Please give an exact transcription of the lines below, from the one that contains "positive clicks: (84, 75) (90, 75) (81, 79)" to the very last, with no other lines.

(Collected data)
== Segment start ==
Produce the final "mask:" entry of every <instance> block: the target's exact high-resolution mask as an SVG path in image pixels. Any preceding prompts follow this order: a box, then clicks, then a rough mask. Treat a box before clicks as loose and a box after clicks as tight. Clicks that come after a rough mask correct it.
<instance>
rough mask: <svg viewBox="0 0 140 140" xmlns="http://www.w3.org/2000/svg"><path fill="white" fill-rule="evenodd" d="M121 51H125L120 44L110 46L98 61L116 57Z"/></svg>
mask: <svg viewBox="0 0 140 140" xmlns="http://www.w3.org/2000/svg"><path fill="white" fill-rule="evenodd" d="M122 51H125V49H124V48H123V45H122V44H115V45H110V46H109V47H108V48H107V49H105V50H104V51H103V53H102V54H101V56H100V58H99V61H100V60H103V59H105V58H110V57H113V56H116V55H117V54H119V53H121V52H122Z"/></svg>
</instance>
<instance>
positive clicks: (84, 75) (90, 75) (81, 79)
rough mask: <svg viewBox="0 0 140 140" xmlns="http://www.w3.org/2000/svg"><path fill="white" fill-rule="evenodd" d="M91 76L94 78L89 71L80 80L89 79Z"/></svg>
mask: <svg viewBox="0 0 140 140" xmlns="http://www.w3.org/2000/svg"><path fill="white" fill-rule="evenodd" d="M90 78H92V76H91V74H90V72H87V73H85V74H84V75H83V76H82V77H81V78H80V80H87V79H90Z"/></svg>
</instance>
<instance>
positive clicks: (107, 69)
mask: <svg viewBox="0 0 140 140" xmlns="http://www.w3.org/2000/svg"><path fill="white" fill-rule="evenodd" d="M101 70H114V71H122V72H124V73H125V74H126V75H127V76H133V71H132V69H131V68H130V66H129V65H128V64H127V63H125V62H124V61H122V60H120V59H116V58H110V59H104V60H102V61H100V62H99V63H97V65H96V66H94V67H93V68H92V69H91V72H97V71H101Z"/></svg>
== Segment end ==
_RESPONSE FOR THIS EXERCISE:_
positive clicks: (84, 75) (90, 75) (81, 79)
rough mask: <svg viewBox="0 0 140 140" xmlns="http://www.w3.org/2000/svg"><path fill="white" fill-rule="evenodd" d="M91 76L94 78L89 71L80 80L89 79Z"/></svg>
mask: <svg viewBox="0 0 140 140" xmlns="http://www.w3.org/2000/svg"><path fill="white" fill-rule="evenodd" d="M90 78H92V76H91V74H90V72H87V73H85V74H84V75H83V76H82V77H81V78H80V80H87V79H90Z"/></svg>
</instance>
<instance>
positive clicks: (107, 69)
mask: <svg viewBox="0 0 140 140" xmlns="http://www.w3.org/2000/svg"><path fill="white" fill-rule="evenodd" d="M101 70H114V71H122V72H124V73H125V74H126V75H127V76H133V71H132V69H131V68H130V66H129V65H128V64H127V63H125V62H124V61H122V60H120V59H116V58H110V59H104V60H102V61H100V62H99V63H97V65H96V66H94V67H93V68H92V69H91V72H97V71H101Z"/></svg>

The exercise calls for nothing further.